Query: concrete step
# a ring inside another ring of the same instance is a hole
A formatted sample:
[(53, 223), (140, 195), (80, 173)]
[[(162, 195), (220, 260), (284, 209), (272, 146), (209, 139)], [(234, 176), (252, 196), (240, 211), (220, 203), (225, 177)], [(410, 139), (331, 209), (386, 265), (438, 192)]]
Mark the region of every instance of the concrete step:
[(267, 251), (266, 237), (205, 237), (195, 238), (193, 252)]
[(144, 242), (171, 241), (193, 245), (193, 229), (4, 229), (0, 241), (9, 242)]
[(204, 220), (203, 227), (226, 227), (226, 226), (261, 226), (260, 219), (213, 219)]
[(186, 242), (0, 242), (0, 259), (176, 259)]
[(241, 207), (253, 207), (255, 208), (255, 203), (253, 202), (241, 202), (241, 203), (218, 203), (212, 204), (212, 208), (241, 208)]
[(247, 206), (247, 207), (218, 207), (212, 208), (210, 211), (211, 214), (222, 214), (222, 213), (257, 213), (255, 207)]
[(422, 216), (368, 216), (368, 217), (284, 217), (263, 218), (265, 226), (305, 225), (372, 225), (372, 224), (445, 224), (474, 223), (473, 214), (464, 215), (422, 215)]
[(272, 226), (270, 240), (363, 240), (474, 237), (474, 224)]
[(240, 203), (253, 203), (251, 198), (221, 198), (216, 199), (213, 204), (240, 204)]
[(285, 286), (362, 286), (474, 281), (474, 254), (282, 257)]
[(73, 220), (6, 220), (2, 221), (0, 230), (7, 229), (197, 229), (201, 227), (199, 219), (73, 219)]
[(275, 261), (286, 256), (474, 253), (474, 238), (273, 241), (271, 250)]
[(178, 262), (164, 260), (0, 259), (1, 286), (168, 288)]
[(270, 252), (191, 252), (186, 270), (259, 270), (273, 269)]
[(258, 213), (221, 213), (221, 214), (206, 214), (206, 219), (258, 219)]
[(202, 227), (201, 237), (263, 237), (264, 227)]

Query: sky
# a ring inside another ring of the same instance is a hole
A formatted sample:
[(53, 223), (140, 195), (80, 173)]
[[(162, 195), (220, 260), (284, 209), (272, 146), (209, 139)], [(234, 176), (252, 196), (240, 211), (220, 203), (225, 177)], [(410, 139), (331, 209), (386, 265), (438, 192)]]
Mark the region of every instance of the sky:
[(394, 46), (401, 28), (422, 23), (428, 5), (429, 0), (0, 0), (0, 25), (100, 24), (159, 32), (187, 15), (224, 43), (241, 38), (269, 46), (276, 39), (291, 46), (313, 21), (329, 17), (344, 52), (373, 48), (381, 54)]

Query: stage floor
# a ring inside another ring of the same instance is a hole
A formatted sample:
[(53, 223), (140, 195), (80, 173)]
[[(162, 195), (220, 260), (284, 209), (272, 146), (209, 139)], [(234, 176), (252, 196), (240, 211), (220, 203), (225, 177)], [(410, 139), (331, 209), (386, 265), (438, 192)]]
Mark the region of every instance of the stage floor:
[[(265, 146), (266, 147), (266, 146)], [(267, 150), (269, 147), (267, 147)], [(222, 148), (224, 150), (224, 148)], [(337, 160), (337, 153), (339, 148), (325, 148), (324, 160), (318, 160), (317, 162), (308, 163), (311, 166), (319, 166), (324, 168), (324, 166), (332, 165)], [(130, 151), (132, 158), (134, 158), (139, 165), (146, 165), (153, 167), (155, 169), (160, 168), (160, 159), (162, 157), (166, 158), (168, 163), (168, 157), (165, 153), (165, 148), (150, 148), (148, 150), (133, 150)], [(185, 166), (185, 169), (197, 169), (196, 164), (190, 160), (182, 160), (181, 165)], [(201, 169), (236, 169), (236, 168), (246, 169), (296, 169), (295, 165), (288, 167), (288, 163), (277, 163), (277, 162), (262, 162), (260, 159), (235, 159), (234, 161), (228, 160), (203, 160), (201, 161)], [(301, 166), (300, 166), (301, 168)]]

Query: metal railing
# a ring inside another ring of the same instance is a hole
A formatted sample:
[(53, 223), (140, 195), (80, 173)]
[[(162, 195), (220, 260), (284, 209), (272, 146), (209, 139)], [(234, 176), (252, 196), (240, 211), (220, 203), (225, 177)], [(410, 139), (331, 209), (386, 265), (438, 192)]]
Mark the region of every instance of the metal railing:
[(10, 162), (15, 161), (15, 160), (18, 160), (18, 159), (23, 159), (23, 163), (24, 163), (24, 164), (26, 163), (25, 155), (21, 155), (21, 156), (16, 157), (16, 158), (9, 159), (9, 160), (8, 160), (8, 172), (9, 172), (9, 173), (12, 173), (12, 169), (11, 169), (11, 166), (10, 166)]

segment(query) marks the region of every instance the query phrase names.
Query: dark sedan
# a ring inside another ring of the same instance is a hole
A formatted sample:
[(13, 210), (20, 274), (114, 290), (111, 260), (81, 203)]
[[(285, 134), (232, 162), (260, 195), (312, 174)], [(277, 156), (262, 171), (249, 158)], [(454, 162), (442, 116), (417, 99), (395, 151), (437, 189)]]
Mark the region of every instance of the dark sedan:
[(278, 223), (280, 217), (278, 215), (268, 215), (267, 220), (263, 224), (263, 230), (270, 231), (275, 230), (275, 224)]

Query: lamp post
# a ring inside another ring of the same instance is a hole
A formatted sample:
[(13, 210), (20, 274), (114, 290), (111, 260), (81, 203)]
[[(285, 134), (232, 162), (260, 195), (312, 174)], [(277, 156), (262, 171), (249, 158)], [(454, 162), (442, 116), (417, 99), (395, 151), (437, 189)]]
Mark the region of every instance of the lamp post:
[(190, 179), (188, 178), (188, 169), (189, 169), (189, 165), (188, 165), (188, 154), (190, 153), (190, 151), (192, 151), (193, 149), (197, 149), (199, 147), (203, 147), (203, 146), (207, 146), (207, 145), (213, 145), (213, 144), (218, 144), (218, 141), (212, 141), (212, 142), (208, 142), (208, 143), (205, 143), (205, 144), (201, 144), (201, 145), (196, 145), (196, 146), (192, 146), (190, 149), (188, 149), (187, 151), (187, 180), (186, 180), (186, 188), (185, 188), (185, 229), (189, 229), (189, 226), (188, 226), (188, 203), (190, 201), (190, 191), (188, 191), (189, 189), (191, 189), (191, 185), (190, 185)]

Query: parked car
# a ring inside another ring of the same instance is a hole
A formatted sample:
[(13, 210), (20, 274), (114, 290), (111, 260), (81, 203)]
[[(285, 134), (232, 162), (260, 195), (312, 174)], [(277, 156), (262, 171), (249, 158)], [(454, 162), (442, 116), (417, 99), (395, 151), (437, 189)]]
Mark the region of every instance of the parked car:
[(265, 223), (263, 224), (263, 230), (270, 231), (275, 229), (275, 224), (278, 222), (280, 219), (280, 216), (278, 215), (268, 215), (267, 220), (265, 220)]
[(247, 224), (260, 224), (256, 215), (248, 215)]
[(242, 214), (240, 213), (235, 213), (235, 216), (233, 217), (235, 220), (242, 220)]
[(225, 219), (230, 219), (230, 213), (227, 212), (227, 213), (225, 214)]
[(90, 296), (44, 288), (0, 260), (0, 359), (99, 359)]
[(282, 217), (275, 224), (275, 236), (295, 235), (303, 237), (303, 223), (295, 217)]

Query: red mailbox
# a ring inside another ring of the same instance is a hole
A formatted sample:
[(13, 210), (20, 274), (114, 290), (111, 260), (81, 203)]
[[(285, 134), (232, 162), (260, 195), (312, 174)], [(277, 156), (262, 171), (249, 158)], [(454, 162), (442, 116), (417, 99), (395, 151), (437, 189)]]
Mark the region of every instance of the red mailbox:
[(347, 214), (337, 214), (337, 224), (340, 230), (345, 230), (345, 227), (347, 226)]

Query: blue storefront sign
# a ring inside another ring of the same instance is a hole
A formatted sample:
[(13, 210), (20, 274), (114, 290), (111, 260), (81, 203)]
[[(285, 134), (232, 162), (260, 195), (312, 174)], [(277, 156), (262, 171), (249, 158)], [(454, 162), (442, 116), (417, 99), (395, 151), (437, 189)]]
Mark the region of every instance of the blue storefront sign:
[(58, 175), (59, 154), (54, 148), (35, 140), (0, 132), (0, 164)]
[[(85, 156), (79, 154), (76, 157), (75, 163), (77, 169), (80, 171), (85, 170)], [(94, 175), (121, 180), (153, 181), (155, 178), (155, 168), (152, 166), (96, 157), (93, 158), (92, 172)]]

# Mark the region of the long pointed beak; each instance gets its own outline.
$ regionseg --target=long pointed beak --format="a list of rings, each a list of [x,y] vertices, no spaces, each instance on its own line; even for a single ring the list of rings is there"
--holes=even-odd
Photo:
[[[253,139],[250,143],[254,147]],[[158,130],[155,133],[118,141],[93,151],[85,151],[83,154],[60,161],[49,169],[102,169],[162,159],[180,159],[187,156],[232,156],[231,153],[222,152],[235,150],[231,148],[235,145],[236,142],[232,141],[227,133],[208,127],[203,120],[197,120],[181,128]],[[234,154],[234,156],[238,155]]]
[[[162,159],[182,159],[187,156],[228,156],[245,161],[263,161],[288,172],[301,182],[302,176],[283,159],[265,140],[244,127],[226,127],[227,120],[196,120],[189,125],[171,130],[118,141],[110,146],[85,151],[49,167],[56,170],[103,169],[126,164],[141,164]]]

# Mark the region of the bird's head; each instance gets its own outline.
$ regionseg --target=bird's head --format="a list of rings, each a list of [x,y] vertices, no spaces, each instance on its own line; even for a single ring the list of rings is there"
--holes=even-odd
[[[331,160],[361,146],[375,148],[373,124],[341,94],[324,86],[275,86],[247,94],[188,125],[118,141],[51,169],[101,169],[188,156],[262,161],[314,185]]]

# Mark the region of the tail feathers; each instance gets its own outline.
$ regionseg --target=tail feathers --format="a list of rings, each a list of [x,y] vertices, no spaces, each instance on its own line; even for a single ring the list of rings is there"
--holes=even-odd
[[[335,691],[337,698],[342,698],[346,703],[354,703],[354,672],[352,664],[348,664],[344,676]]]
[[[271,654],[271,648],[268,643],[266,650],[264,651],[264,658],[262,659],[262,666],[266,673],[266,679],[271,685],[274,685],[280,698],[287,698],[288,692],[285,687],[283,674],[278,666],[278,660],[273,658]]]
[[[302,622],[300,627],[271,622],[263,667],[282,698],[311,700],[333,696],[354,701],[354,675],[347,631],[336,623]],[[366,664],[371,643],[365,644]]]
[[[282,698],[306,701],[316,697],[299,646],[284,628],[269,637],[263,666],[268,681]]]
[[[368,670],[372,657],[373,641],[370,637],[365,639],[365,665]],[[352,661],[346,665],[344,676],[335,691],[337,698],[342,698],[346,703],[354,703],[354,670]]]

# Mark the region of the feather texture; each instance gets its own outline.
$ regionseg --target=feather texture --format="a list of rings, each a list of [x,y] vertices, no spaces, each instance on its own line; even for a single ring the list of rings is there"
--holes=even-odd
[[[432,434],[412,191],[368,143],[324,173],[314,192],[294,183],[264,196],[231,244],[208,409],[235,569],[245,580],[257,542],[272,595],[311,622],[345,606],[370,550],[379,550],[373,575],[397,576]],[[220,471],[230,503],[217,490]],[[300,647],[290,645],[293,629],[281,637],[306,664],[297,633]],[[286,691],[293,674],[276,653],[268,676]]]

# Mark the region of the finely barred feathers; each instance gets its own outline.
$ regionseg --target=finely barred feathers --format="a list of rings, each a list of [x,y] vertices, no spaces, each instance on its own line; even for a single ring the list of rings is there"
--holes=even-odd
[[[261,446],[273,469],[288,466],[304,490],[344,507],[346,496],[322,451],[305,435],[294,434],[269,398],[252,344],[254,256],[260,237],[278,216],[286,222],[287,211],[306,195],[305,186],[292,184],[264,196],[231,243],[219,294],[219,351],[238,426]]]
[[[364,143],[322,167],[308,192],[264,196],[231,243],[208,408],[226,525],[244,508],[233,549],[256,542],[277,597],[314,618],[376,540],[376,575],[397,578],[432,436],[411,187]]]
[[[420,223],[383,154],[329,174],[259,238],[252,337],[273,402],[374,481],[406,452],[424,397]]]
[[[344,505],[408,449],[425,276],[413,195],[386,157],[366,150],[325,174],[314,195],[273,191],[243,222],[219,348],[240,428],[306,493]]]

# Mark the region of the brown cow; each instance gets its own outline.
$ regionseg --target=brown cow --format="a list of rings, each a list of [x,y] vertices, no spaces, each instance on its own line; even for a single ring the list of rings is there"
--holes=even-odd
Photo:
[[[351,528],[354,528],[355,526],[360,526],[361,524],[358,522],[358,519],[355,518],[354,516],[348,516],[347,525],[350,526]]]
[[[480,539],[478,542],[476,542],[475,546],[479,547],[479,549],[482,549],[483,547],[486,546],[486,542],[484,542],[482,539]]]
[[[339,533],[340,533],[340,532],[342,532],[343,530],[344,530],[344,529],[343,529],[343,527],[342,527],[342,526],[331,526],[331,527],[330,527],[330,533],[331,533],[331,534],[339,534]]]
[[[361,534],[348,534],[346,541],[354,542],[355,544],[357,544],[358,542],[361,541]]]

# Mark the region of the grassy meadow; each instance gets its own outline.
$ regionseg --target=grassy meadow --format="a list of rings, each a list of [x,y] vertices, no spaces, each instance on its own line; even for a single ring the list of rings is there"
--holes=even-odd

---+---

TASK DETAILS:
Scan the material above. Copy each line where "pointed" occurs.

ANSWER BOX:
# Mark the region of the long pointed beak; each instance gets its own outline.
$ regionseg --target=long pointed beak --format="a list of rings, each a list of [x,y] vertices, no spaces, each instance on its own line; even for a single ring the list of rings is there"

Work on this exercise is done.